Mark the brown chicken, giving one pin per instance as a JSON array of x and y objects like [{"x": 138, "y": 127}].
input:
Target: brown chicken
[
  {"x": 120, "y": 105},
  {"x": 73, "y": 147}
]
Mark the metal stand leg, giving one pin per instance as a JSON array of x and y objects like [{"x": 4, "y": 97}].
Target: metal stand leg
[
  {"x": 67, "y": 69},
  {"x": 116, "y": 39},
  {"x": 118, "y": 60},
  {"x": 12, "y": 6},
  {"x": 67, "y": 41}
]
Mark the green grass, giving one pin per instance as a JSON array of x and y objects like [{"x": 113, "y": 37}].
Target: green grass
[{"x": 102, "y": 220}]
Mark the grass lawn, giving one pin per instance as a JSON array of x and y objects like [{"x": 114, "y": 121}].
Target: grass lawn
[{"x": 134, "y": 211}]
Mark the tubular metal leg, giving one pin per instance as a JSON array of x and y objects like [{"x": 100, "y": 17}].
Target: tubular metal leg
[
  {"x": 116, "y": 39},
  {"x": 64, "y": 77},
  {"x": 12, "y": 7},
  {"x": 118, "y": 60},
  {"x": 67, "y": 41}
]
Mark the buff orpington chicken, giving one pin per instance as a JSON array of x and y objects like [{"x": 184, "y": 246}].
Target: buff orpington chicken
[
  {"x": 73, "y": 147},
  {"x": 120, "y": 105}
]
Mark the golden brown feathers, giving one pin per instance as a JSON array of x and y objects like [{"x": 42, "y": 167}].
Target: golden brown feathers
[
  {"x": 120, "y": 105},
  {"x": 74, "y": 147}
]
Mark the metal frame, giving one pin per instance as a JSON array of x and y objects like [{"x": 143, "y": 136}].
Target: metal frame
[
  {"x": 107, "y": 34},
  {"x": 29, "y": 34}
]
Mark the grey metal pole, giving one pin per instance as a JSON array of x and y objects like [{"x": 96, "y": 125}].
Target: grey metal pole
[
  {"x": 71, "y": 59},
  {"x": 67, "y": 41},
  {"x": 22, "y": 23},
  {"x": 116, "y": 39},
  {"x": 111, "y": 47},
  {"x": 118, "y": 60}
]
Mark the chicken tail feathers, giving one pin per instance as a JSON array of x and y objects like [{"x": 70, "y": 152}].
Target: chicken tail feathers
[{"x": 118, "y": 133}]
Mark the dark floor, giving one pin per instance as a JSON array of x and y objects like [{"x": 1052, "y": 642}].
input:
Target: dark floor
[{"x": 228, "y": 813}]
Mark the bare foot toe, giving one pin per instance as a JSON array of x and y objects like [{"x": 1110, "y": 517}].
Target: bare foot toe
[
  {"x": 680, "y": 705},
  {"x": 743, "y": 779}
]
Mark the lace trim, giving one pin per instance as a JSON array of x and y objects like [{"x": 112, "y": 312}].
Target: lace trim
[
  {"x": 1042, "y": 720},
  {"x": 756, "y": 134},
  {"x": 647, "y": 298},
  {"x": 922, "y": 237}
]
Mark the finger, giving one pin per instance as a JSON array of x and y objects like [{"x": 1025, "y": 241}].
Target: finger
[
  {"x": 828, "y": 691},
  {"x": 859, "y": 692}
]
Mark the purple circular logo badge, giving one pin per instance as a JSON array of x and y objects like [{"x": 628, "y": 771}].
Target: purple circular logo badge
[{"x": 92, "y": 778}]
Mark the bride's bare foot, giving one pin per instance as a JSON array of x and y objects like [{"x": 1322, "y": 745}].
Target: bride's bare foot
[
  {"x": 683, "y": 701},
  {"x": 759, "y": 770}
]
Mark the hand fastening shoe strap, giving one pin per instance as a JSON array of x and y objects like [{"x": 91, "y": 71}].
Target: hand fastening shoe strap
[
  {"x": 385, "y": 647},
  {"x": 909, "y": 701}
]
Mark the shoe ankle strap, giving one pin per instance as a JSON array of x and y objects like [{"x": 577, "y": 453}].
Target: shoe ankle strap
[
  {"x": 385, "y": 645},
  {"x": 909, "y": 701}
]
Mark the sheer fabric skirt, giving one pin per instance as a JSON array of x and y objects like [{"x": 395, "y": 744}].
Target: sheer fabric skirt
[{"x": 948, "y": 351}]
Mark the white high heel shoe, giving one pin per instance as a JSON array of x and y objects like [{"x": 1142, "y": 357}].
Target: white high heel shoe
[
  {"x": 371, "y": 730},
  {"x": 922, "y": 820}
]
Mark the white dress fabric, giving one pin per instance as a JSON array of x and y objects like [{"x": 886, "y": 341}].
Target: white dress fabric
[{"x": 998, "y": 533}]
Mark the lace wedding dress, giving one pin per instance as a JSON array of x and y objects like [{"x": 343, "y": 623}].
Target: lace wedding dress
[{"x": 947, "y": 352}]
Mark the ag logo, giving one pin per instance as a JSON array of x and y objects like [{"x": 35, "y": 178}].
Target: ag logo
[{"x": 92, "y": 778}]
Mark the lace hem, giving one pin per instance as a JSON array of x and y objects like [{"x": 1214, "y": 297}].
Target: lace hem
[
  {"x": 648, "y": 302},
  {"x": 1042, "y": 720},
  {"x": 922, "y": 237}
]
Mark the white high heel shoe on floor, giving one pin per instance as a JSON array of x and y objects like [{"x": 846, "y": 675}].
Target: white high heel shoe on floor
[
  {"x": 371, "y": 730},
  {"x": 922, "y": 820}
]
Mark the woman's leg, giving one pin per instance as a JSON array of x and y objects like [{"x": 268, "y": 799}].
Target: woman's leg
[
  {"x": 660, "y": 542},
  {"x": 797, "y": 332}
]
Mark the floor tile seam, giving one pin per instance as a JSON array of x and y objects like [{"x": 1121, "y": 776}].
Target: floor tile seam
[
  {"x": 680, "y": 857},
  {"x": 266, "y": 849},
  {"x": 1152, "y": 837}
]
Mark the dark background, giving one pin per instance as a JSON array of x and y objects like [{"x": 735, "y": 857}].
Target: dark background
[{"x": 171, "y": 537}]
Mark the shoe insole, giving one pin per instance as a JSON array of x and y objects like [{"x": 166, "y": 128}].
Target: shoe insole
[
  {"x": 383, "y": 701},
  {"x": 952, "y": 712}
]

====

## Your instructions
Convert the lines starting at the one containing "Mark the shoe insole, giving" and ending at the final line of the rows into a Markdown table with columns Line No. and Text, one line per table entry. Omit blank lines.

## Response for this exercise
| Line No. | Text |
|---|---|
| 1 | Mark the shoe insole, giving one pin per instance as a JSON array of x and y objects like [{"x": 166, "y": 128}]. |
| 2 | Target: shoe insole |
| 3 | [ |
| 4 |   {"x": 383, "y": 701}, |
| 5 |   {"x": 952, "y": 712} |
| 6 | ] |